WRITTEN PROBLEM: Extract the listing below in full, unchanged.

#### RECORDED INFORMATION ####

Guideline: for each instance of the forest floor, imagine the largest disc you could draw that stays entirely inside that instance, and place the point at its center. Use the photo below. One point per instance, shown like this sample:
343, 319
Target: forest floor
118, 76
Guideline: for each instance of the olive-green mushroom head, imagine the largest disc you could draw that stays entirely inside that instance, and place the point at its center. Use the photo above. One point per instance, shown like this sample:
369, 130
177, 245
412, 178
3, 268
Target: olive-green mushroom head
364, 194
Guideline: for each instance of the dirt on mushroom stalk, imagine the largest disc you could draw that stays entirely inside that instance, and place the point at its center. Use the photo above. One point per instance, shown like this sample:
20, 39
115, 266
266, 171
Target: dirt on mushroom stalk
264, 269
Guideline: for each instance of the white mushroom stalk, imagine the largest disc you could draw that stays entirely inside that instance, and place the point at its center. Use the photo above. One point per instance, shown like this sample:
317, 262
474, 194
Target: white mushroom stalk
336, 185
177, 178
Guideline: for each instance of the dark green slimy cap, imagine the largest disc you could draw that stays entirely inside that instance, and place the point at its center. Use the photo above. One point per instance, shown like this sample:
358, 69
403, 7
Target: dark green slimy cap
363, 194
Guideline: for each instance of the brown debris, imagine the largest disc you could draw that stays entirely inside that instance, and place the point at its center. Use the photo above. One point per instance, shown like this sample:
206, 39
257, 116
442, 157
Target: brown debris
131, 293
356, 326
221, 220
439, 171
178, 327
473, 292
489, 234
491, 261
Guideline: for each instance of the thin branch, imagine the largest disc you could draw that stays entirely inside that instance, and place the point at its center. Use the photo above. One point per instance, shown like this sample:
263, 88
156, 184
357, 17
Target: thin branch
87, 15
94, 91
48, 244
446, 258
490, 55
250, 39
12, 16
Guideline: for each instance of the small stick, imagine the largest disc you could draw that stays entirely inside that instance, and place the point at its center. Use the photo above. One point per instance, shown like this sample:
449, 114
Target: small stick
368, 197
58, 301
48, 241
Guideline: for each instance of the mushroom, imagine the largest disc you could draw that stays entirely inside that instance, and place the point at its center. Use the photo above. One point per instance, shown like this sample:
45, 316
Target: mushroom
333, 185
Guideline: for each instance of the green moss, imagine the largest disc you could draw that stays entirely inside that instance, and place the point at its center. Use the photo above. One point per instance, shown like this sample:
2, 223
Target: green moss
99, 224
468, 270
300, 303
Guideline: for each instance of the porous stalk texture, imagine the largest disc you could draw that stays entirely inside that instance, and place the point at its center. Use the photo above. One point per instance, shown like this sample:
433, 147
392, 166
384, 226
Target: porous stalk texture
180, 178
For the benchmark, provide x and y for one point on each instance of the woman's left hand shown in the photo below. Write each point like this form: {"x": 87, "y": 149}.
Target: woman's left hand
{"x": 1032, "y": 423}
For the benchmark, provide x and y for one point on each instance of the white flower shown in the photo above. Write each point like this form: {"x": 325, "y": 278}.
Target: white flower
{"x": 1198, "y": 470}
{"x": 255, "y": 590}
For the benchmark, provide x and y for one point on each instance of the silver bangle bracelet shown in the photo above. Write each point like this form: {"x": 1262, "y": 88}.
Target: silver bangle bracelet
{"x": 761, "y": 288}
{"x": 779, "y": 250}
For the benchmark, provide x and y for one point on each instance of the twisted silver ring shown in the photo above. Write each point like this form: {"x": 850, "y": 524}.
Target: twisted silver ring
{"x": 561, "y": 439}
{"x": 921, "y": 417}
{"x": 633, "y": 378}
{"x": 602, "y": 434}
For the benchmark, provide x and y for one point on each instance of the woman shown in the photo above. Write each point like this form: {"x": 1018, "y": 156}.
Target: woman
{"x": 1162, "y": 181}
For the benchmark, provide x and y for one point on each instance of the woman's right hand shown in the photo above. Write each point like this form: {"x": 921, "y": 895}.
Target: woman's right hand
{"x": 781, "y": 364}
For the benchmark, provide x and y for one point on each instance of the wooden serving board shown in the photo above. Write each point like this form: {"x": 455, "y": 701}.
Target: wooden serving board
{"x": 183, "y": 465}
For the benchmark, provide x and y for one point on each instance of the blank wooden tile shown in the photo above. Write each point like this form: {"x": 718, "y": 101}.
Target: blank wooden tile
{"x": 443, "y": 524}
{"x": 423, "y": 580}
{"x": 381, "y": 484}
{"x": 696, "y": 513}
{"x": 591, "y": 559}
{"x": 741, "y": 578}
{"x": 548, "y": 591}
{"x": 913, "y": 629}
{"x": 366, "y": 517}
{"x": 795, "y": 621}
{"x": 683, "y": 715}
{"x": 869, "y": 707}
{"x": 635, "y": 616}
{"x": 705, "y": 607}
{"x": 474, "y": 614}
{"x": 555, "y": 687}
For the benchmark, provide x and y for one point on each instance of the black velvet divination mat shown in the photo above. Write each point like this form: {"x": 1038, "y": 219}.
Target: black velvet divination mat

####

RESULT:
Guideline: for each instance of the forest floor, imagine the largest disc you could draw that stays entirely inside that instance, and place the point at its center. Use the photo below. One point per instance, shown like this sample:
343, 319
Target: forest floor
118, 76
Guideline: for each instance of the olive-green mushroom head, imagine the largest disc you could draw that stays entirely inside that instance, and place the point at its center. Use the photo above. One point per instance, shown like this sample:
369, 130
177, 245
412, 178
3, 268
Target: olive-green mushroom head
364, 194
Guideline: for each instance of the dirt on mushroom stalk, imagine the largest disc you could draw that stays entirely inside that instance, and place the point at its center. Use the photo above. One point per instance, shown like this sample:
20, 39
115, 266
266, 171
Target: dirt on mushroom stalk
264, 269
Guideline: for each instance of the white mushroom stalk, imagine the largest disc you could draw that stays entirely inside that instance, and place the point at its center. Use the photo above. One point per instance, shown like this sample:
317, 262
474, 194
Target: white mushroom stalk
336, 185
177, 178
Guideline: for each instance of the dark green slimy cap, imagine the largest disc you could draw that stays entirely inside that instance, and place the point at its center. Use the photo above. One point per instance, shown like this sample:
358, 69
403, 7
Target: dark green slimy cap
363, 194
Guideline: for each instance of the brown debris, imagine the largest disc you could draw that stays entirely inside that instance, and place the point at its center. Use the photo above. One point per instance, shown like this sample:
206, 39
257, 116
442, 157
Target: brown debris
131, 293
356, 326
221, 220
439, 171
178, 327
473, 292
489, 234
491, 261
Guideline: for each instance of the thin branch, imagine the largest disc you could draw that stays entirely inside that instance, and place the point at its center. Use the photo above. One point per instance, shown like this sample:
263, 88
156, 184
357, 17
Target: thin branch
87, 15
94, 91
48, 244
446, 258
490, 55
250, 39
12, 16
Guideline: for each instance of the small stick, imagine the largest disc you could draw that stays entirely inside that instance, and place the point at its center. Use the photo above. One point per instance, shown like this sample:
449, 114
Target: small stick
368, 197
58, 301
48, 241
Guideline: for each instance of the mushroom, imagine the largest disc you could draw that stays entirely inside that instance, and place the point at its center. Use the photo above. One point per instance, shown like this sample:
45, 316
Target: mushroom
333, 185
Guideline: for each instance of the green moss, imagine the largest disc you could draw that stays entirely inside that instance, and place the point at its center. Use the photo above. One point per instance, shown like this sample:
2, 223
Target: green moss
99, 224
468, 270
300, 303
Guideline: for each instance of the porous stalk texture, imagine the largest disc you could draw that stays entirely inside that instance, and place the point at its center. Use the photo above. One point per instance, shown like this sample:
433, 147
392, 166
384, 226
Target: porous stalk texture
180, 178
For the benchmark, provide x and y for one point on each instance of the woman's left hand shown in the photo below. Write each point like this form: {"x": 87, "y": 149}.
Target: woman's left hand
{"x": 1032, "y": 423}
For the benchmark, provide x and y for one point on each instance of the white flower shown in the photo above. Write each point like this form: {"x": 325, "y": 278}.
Target: white flower
{"x": 1198, "y": 470}
{"x": 255, "y": 590}
For the benchmark, provide x and y for one point on each instance of the silver bangle bracelet shown in the photo above. Write each point like this form: {"x": 1262, "y": 88}.
Target: silver bangle bracelet
{"x": 761, "y": 288}
{"x": 779, "y": 250}
For the benchmark, provide x and y for one point on each instance of the twisted silver ring shown in the photo above. Write each point like this form: {"x": 850, "y": 524}.
Target: twisted silver ring
{"x": 561, "y": 439}
{"x": 921, "y": 417}
{"x": 633, "y": 378}
{"x": 602, "y": 434}
For the benchmark, provide x and y for one point on each instance of the woman shown in the photo above. Write each point like this form: {"x": 1018, "y": 156}.
Target: woman
{"x": 1162, "y": 181}
For the benchmark, provide x and y for one point on each instance of the woman's right hand shown in the photo above. Write each point like this form: {"x": 921, "y": 895}.
Target: woman's right hand
{"x": 781, "y": 364}
For the benchmark, provide x and y for one point on each instance of the wooden serving board shown in the photo above. Write each point like this form: {"x": 455, "y": 701}.
Target: wooden serving board
{"x": 183, "y": 465}
For the benchmark, provide x and y for one point on each instance of the blank wooden tile shown in the photo above. Write each point like this form: {"x": 718, "y": 101}.
Target: blank wooden tile
{"x": 443, "y": 524}
{"x": 423, "y": 580}
{"x": 381, "y": 484}
{"x": 696, "y": 513}
{"x": 591, "y": 559}
{"x": 741, "y": 578}
{"x": 548, "y": 591}
{"x": 913, "y": 629}
{"x": 366, "y": 517}
{"x": 795, "y": 621}
{"x": 683, "y": 715}
{"x": 869, "y": 707}
{"x": 635, "y": 616}
{"x": 705, "y": 607}
{"x": 474, "y": 614}
{"x": 555, "y": 687}
For the benchmark, provide x and y for one point on each instance of the black velvet divination mat shown in the photo above. Write each point like this form: {"x": 1038, "y": 219}.
Target: black velvet divination mat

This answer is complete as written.